*GIVEN TASK*.
Copy the records below, starting with the line that contains "Expected behaviour: for every instance of the red football" and going on through the last line of the records, requests included. Raise every coordinate in the answers by 143.

*STORED DATA*.
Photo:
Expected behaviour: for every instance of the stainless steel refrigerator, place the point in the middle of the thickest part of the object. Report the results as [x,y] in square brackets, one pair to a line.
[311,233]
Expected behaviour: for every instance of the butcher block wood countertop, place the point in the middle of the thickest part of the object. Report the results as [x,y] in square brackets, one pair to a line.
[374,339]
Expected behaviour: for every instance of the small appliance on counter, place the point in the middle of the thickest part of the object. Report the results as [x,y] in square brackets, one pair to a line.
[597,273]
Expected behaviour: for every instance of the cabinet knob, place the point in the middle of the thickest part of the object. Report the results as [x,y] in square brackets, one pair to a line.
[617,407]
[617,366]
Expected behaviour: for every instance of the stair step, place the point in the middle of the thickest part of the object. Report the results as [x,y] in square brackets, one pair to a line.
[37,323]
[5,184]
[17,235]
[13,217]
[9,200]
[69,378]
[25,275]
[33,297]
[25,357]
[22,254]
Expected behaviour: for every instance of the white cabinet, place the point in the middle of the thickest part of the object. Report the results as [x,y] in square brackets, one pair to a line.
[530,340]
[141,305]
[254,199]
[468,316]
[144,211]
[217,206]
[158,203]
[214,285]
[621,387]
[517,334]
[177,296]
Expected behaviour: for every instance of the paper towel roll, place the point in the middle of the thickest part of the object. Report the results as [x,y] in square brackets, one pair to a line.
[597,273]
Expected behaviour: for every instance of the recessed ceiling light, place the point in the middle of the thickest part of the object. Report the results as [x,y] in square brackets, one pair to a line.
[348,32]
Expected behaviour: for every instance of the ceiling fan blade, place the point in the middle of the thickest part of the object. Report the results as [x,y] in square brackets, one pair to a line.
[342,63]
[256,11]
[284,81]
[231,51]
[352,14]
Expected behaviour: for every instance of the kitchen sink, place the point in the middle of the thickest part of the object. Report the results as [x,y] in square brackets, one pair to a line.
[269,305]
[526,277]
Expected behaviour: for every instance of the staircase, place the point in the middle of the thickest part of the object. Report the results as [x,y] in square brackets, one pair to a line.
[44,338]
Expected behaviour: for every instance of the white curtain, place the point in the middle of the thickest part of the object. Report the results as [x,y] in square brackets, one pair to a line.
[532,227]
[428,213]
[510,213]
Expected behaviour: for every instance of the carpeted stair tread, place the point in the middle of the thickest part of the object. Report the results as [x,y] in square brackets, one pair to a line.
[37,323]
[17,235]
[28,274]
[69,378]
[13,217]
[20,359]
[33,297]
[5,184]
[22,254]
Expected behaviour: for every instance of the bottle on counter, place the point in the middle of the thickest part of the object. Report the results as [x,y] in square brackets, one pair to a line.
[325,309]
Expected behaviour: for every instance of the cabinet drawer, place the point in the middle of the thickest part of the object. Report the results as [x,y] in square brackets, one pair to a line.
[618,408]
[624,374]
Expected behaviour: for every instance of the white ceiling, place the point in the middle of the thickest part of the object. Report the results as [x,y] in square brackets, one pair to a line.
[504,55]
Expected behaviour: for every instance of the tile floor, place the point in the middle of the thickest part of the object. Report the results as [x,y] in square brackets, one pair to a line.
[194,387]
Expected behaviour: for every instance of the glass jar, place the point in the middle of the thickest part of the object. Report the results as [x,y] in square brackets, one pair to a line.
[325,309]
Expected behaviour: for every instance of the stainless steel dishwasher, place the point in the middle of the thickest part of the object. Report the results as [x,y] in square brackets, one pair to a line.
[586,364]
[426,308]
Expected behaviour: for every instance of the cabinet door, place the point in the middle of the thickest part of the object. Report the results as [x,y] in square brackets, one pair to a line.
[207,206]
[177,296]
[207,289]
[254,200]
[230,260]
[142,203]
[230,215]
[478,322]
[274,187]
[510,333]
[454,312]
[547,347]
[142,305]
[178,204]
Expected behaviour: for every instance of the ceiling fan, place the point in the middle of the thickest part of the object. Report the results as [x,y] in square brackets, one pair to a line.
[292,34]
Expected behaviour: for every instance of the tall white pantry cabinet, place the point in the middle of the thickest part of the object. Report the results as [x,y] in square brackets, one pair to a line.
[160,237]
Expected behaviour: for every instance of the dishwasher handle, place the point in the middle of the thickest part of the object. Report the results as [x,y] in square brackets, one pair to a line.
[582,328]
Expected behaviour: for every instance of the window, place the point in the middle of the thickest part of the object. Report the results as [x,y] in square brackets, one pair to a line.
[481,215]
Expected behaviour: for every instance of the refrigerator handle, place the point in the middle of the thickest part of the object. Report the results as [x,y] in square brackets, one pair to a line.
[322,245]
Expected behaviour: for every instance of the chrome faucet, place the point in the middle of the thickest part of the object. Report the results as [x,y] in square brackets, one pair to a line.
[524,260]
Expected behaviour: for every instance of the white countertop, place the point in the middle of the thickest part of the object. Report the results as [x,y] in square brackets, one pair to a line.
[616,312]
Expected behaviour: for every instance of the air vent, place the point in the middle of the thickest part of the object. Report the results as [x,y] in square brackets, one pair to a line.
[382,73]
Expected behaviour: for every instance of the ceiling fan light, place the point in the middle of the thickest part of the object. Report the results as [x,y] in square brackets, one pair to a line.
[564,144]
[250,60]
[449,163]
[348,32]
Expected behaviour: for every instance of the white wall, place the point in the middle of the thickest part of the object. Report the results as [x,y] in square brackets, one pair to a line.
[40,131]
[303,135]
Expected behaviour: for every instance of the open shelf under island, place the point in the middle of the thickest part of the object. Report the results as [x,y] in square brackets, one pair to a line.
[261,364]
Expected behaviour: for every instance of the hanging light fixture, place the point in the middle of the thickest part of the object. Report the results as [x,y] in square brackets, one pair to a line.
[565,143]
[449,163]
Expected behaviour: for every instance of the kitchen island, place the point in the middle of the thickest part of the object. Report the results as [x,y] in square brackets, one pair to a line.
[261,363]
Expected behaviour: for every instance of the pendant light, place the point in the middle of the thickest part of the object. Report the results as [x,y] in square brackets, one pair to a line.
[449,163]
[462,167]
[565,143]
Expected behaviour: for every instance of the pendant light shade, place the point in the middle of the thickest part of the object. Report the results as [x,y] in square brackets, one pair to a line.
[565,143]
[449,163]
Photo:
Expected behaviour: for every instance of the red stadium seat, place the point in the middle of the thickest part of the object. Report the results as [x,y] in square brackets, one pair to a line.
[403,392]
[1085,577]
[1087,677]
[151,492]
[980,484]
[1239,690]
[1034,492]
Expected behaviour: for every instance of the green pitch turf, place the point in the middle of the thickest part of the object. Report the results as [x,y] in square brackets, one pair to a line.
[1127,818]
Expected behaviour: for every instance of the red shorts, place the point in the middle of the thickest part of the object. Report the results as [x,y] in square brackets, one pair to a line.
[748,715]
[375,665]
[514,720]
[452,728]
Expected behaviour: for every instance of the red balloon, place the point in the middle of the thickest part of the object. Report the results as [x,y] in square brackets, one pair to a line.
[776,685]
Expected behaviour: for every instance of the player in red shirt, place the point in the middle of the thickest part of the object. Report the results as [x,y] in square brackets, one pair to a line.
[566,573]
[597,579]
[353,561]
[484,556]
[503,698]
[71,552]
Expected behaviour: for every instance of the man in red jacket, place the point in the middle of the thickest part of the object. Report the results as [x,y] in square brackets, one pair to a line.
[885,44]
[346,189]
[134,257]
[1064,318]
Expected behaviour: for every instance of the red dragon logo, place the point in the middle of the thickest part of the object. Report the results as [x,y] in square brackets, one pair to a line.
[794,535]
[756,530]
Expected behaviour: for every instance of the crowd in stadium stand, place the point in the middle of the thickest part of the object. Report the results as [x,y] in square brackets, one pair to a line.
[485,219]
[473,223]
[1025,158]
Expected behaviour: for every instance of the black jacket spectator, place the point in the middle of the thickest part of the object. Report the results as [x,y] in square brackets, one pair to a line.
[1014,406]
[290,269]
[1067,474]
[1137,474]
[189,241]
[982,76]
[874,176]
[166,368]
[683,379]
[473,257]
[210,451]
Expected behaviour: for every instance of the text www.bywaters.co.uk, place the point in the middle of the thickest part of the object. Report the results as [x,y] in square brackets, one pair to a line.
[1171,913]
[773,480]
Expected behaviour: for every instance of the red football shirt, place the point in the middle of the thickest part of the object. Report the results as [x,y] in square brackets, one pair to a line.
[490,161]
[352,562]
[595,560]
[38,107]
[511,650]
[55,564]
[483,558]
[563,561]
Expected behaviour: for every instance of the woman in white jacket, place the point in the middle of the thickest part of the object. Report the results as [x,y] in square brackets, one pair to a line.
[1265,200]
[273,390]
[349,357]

*RESPONSE TO THIS TASK*.
Expected behaviour: for every instance of the red football shirt, place the point in the middle of the thickest part of the object. Report the results as [x,y] in square brackets, one pair to a line.
[633,304]
[495,705]
[738,703]
[181,250]
[654,793]
[198,707]
[626,701]
[706,704]
Expected behaviour: for every instance of the woman in white jacket, place the point in the middle of the thickest part of the object. Report the results as [x,y] in square brackets, one pair to a line.
[1408,343]
[416,533]
[492,500]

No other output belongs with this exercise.